#### Set problem
Copy out the rows from the line that contains "Where can you see the white rock?" through the last line of the rows, including both of these lines, with nothing altered.

#### Dataset excerpts
* begin *

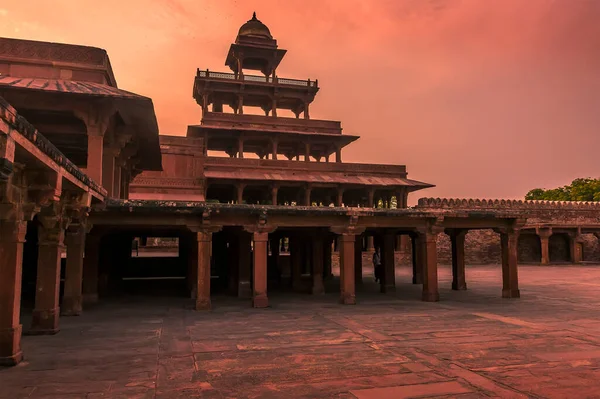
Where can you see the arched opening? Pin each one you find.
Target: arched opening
(559, 248)
(529, 248)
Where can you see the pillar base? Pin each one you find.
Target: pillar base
(44, 322)
(71, 306)
(90, 299)
(459, 286)
(511, 294)
(260, 301)
(318, 289)
(10, 346)
(244, 289)
(203, 304)
(388, 288)
(430, 296)
(348, 299)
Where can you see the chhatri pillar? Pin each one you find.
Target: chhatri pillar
(457, 240)
(317, 270)
(358, 271)
(544, 234)
(73, 295)
(245, 259)
(91, 261)
(259, 297)
(510, 279)
(428, 236)
(50, 246)
(388, 283)
(12, 238)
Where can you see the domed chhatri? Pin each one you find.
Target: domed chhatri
(255, 28)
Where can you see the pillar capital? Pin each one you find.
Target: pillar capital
(543, 232)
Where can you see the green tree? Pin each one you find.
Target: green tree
(583, 189)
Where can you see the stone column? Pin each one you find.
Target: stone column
(296, 262)
(317, 272)
(12, 238)
(327, 249)
(274, 192)
(241, 147)
(575, 248)
(91, 261)
(50, 244)
(108, 171)
(95, 154)
(418, 258)
(203, 243)
(510, 279)
(260, 299)
(388, 283)
(348, 293)
(544, 235)
(307, 192)
(72, 297)
(430, 278)
(244, 271)
(457, 239)
(239, 193)
(358, 272)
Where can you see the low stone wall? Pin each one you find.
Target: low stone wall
(482, 247)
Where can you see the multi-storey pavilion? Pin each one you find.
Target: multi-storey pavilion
(236, 157)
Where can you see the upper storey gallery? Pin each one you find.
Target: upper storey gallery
(254, 49)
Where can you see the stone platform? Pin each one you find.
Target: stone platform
(472, 344)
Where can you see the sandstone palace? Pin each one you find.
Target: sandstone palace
(256, 203)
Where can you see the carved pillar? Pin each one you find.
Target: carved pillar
(239, 188)
(576, 247)
(348, 293)
(457, 239)
(430, 278)
(274, 106)
(260, 299)
(317, 272)
(544, 235)
(91, 261)
(108, 170)
(358, 272)
(51, 245)
(204, 243)
(510, 278)
(307, 192)
(95, 154)
(388, 283)
(73, 297)
(274, 148)
(296, 262)
(274, 191)
(240, 147)
(340, 197)
(327, 248)
(241, 101)
(244, 271)
(12, 238)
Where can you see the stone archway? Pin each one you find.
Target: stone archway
(559, 248)
(529, 248)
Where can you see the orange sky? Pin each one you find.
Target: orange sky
(482, 98)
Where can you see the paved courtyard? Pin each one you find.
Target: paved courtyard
(472, 344)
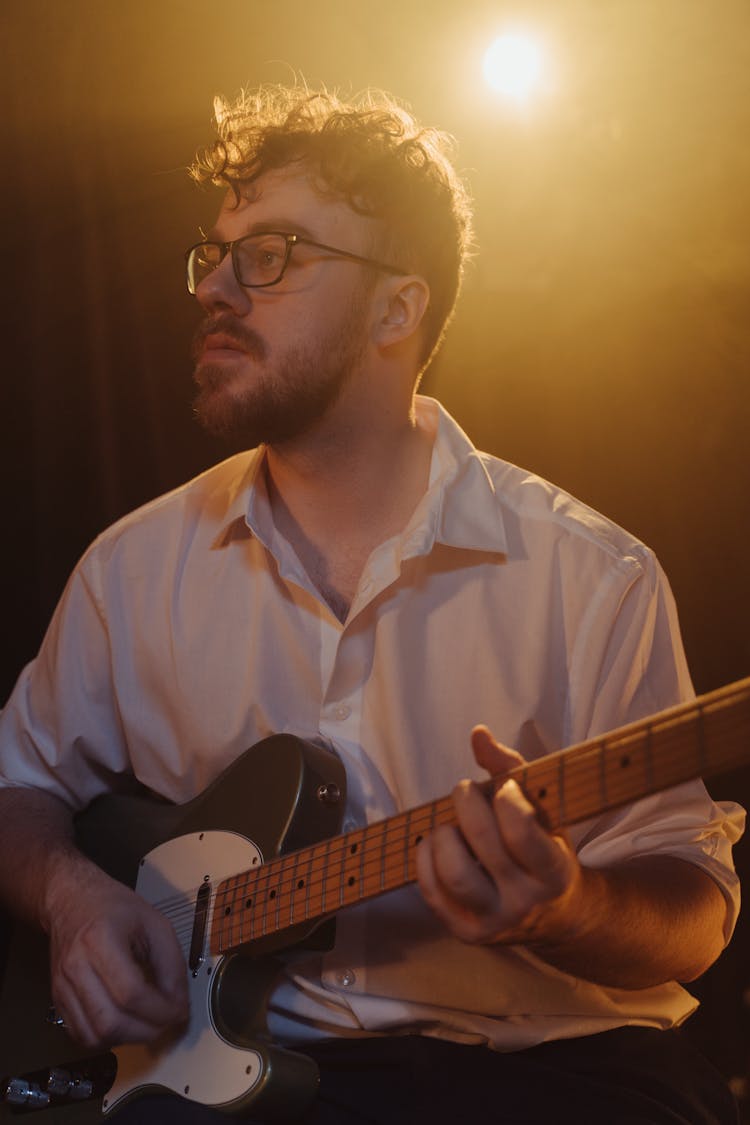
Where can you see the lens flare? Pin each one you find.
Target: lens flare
(513, 66)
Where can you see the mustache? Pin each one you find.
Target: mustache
(228, 325)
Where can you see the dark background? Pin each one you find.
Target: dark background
(603, 338)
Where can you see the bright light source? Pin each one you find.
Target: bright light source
(513, 65)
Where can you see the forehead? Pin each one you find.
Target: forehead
(288, 200)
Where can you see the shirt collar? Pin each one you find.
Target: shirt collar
(461, 495)
(460, 507)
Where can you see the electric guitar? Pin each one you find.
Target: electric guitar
(252, 867)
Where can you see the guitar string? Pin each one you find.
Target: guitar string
(576, 791)
(371, 835)
(242, 930)
(285, 866)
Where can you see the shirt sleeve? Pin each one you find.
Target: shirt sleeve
(60, 730)
(633, 669)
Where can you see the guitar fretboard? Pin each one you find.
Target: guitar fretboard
(707, 736)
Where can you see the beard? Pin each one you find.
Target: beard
(280, 399)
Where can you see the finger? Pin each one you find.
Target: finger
(450, 878)
(481, 830)
(114, 983)
(491, 755)
(545, 857)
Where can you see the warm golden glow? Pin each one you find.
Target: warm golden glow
(513, 65)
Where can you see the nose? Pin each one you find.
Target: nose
(220, 291)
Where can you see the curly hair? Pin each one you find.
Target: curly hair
(370, 152)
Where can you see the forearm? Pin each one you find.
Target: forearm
(37, 852)
(639, 924)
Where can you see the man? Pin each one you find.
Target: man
(366, 579)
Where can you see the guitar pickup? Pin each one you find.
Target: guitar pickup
(196, 955)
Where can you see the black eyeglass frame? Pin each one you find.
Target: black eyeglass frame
(291, 240)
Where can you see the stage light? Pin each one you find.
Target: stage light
(513, 65)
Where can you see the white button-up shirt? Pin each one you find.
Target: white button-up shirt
(190, 630)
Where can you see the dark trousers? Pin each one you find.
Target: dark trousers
(632, 1076)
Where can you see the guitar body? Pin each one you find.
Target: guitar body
(246, 875)
(280, 795)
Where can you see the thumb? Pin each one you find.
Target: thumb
(491, 755)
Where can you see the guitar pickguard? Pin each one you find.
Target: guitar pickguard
(201, 1064)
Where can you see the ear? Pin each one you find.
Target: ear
(400, 308)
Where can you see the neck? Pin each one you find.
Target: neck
(337, 495)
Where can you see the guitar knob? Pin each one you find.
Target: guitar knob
(330, 793)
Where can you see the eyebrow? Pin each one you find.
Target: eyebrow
(280, 225)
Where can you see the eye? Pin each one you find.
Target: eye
(262, 257)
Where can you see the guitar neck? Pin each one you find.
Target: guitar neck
(698, 739)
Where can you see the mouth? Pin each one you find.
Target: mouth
(218, 343)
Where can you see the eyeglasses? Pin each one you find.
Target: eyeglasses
(260, 260)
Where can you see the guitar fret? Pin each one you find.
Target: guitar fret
(593, 777)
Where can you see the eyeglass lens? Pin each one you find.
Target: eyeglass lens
(259, 260)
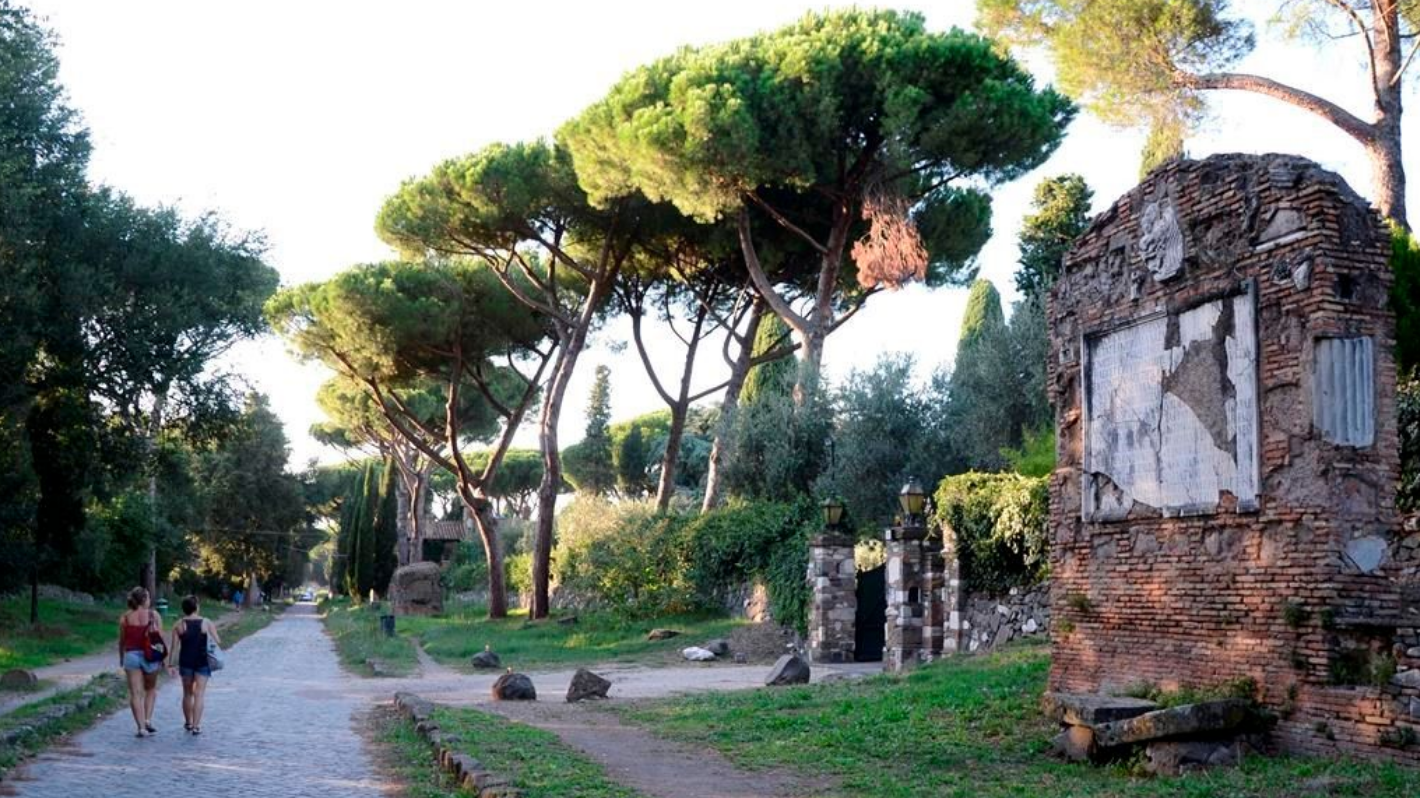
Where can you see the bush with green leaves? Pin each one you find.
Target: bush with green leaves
(1407, 416)
(639, 563)
(998, 523)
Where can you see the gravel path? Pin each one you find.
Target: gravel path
(279, 723)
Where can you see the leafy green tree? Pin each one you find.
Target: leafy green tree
(1060, 213)
(519, 209)
(841, 118)
(168, 297)
(254, 509)
(1150, 61)
(883, 433)
(43, 155)
(395, 327)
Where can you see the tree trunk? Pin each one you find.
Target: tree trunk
(567, 358)
(1388, 172)
(666, 487)
(155, 425)
(729, 408)
(487, 526)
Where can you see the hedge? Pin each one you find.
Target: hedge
(998, 523)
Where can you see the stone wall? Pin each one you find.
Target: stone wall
(1223, 504)
(989, 621)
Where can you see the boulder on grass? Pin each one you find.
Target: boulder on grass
(1204, 717)
(790, 669)
(19, 679)
(487, 659)
(587, 685)
(696, 653)
(514, 687)
(415, 589)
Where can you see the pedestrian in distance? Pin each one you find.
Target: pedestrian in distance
(192, 636)
(141, 652)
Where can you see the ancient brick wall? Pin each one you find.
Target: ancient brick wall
(1223, 504)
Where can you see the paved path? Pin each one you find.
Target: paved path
(77, 672)
(280, 723)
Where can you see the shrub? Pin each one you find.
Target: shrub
(1407, 416)
(642, 564)
(998, 523)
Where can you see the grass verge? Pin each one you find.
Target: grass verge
(964, 727)
(359, 639)
(405, 758)
(521, 643)
(66, 631)
(536, 761)
(31, 727)
(246, 624)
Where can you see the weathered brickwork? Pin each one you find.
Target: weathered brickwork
(1236, 518)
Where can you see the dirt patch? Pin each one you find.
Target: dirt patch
(653, 766)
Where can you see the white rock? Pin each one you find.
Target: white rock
(696, 653)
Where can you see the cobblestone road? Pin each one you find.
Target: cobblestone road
(279, 723)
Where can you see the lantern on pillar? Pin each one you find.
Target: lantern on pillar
(913, 501)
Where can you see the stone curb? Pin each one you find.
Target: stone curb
(466, 771)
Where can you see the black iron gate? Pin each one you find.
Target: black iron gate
(872, 615)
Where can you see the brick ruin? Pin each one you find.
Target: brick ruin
(1223, 504)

* end *

#### Written answer
Where can you see the white rock? Pin each one you find.
Target: white rock
(696, 653)
Where can you see the cobblestone road? Pin each one you find.
Target: cobblestone road
(279, 723)
Where can you see the lantern on pillar? Pin each one you find.
Target: lantern on pillar
(913, 501)
Where can you see the stone curb? Pin each one you find.
Target: stone curb
(466, 771)
Where can you see the black iron gate? Pin each one you find.
Target: black iron gate
(872, 615)
Where can you see the brick ruin? Pin each one you find.
Target: brick ruin
(1223, 504)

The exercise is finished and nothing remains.